* Text
---

Thomas Loraine McKenney (21 March 1785 – 19 February 1859) was a United States official who served as Superintendent of Indian Affairs from 1824–1830.

McKenny was born on March 21, 1785, in Hopewell, Maryland.  He was the oldest of five boys, and was raised and received his education at Chestertown, Maryland.  McKenney was a Quaker, which influenced his approach to interactions with Native Americans.

After the abolition of the U.S. Indian Trade program in 1822, then Secretary of War John C. Calhoun created a position without legislation within the War Department entitled Superintendent of Indian Affairs (this later became part of the Bureau of Indian Affairs).  McKenney was appointed to this position, and held it from 1824-1830.  McKenney was an advocate of the American Indian “civilization” program, becoming an avid promoter of removal of Indian bands and tribes to west of the Mississippi River. He liked to be referred to as "Colonel" by those around him.

---

Transcribe the passage of the text on Thomas McKenney that begins at the words "Thomas Loraine McKenney" and stops after the words "Affairs from 1824–1830.". The records have nothing to do with this.

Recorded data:
---

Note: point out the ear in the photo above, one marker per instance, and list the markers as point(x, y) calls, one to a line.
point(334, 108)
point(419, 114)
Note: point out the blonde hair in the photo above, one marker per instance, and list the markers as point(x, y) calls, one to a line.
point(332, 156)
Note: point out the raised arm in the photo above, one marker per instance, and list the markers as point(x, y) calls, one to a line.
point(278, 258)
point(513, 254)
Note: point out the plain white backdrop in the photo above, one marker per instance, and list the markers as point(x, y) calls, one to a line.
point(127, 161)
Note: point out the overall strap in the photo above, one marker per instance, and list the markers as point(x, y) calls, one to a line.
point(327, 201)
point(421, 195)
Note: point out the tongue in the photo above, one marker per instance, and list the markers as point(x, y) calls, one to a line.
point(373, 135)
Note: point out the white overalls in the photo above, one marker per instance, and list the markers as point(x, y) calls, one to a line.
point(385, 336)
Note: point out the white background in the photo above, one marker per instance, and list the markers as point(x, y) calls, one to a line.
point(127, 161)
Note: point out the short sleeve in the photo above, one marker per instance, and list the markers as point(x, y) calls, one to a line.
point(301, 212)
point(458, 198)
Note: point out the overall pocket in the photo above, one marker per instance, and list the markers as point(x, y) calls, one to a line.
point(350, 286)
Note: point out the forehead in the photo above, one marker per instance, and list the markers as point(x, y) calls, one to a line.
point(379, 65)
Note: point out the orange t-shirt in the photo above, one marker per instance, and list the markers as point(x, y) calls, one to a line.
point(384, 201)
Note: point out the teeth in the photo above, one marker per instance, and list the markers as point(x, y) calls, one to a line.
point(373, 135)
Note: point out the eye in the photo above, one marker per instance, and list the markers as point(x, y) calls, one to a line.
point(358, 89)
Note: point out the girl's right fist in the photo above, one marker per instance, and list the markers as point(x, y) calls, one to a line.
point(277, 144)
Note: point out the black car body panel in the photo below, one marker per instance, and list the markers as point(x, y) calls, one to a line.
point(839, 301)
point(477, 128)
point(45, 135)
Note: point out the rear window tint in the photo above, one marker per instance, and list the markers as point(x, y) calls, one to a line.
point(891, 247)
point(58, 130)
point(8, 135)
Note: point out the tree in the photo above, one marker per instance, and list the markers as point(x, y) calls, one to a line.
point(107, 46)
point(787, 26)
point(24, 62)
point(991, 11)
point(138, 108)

---

* Written reply
Thomas Loraine McKenney (21 March 1785 – 19 February 1859) was a United States official who served as Superintendent of Indian Affairs from 1824–1830.